● **Instructions to follow**
Please reproduce the forum thread from "Python Forum" to "the below text.", replacing "instances" with "occurrences" throughout.

***** Selected text *****

Python Forum
Python: re.findall to find multiple instances don't work but search worked
Thread Rating:
  • 0 Vote(s) - 0 Average
  • 1
  • 2
  • 3
  • 4
  • 5
Python: re.findall to find multiple instances don't work but search worked
#1
I want to find ALL instances of asked questions and the persons who asked them in the below text.

++++++++++++++++

26 Mr Kwek Hian Chuan Henry asked the Minister for the Environment and Water Resources whether Singapore will stay the course on fighting climate change and meet our climate change commitments despite the current upheavals in the energy market and the potential long-term economic impact arising from the COVID-19 situation. We agree with the Panel and will instead strengthen regulations to safeguard the safety of path users. With regard to Ms Rahayu Mahzam's suggestion of tapping on the Small Claims Tribunal for personal injury claims up to $20,000, we understand that the Tribunal does not hear personal injury claims. Mr Gan Thiam Poh, Ms Rahayu Mahzam and Mr Melvin Yong have asked about online retailers of PMDs. Mr Melvin Yong asked about the qualifications and training of OEOs.
++++++++++++++++++++++++++

Desired Output:

asked= ["Mr Kwek Hian Chuan Henry asked the Minister for the Environment and Water Resources whether Singapore will stay the course on fighting climate change and meet our climate change commitments despite the current upheavals in the energy market and the potential long-term economic impact arising from the COVID-19 situation." ,
"Mr Gan Thiam Poh, Ms Rahayu Mahzam and Mr Melvin Yong have asked about online retailers of PMDs.",
"Mr Melvin Yong asked about the qualifications and training of OEOs."]

askedperson= ["Mr Kwek Hian Chuan Henry", "Mr Gan Thiam Poh, Ms Rahayu Mahzam and Mr Melvin Yong", "Mr Melvin Yong" ]


My Code which doesn't work:

asked_regex=re.compile(r'(Mr|Miss|Ms|Dr)(.|\n)+?(asked)(.|\n)+?\.')
asked=re.findall(asked_regex, text_list)

askedperson_regex=re.compile(r'(Mr|Miss|Ms|Dr)(.|\n)+?(?=asked)')

***** Records provided *****

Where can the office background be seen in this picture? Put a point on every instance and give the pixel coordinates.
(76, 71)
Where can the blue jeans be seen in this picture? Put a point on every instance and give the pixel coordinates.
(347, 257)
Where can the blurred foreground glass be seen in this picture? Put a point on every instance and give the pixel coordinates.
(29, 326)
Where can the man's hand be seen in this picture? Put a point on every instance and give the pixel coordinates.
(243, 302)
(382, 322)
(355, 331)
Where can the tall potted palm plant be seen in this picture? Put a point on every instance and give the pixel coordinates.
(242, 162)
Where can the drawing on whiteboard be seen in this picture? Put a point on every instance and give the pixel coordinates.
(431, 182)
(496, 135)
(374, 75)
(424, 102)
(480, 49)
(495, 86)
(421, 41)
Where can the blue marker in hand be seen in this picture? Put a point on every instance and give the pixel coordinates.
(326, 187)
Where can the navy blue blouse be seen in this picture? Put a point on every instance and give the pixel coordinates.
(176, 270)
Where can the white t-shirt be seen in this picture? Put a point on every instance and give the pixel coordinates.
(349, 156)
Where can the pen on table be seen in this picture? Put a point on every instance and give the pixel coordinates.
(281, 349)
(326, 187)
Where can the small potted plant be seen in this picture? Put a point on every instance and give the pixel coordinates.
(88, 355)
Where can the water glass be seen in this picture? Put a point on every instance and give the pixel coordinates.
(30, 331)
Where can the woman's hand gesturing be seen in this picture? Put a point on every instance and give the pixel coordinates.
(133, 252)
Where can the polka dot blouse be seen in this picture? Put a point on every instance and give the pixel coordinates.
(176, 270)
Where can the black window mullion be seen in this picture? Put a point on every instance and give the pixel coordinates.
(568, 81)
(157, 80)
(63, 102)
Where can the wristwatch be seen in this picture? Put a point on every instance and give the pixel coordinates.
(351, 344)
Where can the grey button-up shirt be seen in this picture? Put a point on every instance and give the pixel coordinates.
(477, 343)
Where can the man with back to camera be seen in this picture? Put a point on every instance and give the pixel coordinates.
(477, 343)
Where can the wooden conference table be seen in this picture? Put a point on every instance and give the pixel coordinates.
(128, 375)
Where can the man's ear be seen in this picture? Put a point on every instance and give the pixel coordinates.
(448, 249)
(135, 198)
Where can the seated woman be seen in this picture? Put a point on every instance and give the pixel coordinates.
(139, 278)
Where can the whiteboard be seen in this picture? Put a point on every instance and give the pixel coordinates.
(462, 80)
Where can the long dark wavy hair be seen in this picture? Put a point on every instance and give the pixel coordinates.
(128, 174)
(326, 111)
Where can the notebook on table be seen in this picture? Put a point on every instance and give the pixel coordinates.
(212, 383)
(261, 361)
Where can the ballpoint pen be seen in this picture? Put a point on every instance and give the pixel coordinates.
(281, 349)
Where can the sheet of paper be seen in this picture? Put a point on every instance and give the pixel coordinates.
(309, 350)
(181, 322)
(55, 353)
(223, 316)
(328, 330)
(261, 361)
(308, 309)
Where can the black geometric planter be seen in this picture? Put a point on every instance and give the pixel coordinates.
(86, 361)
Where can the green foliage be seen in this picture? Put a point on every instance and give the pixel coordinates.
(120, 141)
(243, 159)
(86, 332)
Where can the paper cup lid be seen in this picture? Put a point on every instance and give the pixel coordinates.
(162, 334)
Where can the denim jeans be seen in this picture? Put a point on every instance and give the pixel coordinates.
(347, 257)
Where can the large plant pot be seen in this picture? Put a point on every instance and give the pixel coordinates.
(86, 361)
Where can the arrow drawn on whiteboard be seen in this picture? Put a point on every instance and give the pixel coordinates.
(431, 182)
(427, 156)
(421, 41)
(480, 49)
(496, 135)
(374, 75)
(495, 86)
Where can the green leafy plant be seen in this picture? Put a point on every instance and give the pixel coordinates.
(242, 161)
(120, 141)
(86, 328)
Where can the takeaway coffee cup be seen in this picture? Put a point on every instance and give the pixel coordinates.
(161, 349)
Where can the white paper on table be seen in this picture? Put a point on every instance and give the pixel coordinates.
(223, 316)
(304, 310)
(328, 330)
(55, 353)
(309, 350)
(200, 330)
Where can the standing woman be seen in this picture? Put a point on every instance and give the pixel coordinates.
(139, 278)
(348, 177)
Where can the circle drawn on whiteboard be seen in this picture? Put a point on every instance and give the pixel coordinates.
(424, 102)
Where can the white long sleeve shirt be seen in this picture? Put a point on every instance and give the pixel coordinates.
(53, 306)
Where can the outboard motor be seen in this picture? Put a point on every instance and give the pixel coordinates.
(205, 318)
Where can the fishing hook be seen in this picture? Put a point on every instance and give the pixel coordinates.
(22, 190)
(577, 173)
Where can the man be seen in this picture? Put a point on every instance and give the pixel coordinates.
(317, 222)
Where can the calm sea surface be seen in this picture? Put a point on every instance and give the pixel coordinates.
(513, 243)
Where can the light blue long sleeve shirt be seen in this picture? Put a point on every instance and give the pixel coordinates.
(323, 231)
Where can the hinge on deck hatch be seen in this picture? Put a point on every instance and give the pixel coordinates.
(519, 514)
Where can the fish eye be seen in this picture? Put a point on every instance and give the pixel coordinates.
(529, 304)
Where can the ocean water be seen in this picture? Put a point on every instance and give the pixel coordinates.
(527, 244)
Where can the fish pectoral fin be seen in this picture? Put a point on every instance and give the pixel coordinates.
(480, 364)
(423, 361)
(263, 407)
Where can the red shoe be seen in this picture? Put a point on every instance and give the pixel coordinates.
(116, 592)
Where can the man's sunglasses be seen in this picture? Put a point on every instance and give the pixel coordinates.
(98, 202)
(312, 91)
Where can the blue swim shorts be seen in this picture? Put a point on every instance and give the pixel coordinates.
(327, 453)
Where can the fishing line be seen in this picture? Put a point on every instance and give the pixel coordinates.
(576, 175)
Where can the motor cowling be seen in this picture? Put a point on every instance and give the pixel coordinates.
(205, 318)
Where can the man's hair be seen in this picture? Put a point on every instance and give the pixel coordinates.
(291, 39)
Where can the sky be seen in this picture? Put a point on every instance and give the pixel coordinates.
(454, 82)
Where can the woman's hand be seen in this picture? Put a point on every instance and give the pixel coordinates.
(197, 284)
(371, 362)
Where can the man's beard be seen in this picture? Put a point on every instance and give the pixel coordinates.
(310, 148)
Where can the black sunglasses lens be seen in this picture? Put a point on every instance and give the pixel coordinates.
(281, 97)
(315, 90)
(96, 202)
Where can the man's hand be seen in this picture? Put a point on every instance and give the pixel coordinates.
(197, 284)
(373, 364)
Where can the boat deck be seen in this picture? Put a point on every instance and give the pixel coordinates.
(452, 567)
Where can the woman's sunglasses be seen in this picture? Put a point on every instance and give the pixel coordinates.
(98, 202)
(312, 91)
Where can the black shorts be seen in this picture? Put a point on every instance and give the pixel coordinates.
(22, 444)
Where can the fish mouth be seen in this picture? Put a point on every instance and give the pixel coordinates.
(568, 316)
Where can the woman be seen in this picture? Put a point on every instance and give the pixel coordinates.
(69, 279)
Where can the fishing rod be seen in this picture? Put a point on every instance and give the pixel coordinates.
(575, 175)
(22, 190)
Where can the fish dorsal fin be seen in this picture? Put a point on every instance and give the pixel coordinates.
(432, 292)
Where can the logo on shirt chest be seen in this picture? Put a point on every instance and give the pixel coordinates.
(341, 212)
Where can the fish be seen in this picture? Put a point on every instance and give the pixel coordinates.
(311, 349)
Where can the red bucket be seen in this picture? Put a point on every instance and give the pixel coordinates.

*****

● **Output**
Python Forum
Python: re.findall to find multiple occurrences don't work but search worked
Thread Rating:
  • 0 Vote(s) - 0 Average
  • 1
  • 2
  • 3
  • 4
  • 5
Python: re.findall to find multiple occurrences don't work but search worked
#1
I want to find ALL occurrences of asked questions and the persons who asked them in the below text.